Given information section start
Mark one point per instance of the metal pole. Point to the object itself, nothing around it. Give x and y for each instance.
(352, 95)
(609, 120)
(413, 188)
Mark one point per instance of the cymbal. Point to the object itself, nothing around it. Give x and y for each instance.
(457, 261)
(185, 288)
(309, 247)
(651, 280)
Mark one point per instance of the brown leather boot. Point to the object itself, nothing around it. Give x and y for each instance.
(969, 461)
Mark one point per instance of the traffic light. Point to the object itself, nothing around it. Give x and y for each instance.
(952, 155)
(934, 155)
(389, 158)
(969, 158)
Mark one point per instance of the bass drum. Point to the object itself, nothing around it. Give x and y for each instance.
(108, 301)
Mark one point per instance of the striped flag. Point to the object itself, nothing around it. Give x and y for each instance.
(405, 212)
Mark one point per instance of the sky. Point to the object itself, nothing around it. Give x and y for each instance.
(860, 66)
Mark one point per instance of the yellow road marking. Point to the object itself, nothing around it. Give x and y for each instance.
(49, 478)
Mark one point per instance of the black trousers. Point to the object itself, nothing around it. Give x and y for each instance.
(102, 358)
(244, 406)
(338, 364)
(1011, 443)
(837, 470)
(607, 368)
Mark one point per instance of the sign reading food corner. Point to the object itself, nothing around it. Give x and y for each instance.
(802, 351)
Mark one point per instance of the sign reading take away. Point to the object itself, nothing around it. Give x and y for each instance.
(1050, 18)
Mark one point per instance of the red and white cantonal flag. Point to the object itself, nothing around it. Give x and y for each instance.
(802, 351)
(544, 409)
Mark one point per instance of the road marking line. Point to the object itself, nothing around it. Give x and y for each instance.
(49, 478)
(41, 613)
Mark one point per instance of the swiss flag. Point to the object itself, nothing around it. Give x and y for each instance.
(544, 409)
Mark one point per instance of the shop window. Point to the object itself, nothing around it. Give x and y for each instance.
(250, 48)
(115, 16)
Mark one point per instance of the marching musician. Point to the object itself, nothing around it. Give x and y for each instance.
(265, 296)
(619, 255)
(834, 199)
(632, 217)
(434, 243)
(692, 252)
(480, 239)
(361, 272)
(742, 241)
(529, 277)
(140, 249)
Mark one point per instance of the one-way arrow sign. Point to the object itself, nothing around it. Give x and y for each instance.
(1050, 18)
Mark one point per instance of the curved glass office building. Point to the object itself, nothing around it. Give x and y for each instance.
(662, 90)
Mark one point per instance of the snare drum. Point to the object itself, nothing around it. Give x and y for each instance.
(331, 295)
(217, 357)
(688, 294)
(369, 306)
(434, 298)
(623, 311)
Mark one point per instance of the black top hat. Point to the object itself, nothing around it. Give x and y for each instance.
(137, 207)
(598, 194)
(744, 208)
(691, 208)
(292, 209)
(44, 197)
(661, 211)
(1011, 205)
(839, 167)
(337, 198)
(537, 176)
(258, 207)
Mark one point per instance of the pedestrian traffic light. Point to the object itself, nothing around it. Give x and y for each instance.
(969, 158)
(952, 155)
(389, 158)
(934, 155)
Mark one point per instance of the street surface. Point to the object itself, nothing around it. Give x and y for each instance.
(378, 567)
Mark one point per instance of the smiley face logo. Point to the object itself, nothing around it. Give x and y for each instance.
Given information section end
Given information section start
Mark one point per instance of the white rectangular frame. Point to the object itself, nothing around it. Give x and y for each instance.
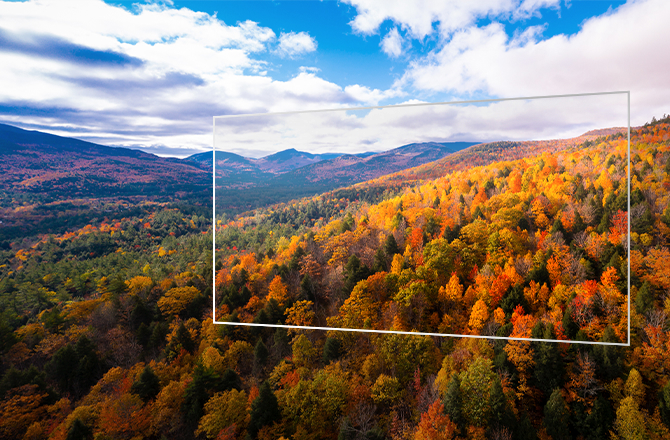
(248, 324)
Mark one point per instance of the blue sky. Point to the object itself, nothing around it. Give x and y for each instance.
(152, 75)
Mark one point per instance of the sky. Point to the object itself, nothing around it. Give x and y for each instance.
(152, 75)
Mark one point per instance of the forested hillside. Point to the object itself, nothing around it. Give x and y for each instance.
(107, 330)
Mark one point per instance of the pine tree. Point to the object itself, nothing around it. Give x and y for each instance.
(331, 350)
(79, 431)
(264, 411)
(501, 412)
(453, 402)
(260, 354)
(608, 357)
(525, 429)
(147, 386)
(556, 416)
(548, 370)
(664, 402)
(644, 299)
Given information section end
Given information section start
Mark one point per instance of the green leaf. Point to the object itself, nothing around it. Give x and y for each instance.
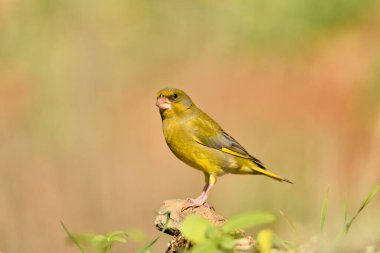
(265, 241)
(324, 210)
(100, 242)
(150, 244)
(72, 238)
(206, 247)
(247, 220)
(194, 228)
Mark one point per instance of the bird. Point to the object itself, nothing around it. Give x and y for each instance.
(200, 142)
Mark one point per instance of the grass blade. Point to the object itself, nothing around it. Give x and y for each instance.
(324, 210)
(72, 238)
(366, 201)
Given information section end
- [Work task]: The required answer is the run of lines above, starting at the line with "Mark one point per instance of the pedestrian" and ending at the line with "Mark one point per instance of the smiley", reproduced exactly with both ends.

- [Response area]:
Mark one point per instance of the pedestrian traffic light. Point to the object itself, nothing around it. Give x and y for each instance.
(969, 158)
(952, 155)
(389, 158)
(934, 155)
Mark one point per instance of the street surface. Point to the object itself, nothing around it. Give x and y for each instance.
(378, 567)
Mark one point per instance of the smiley face logo. Point to the object itself, nothing around it. Give x and y for each instance.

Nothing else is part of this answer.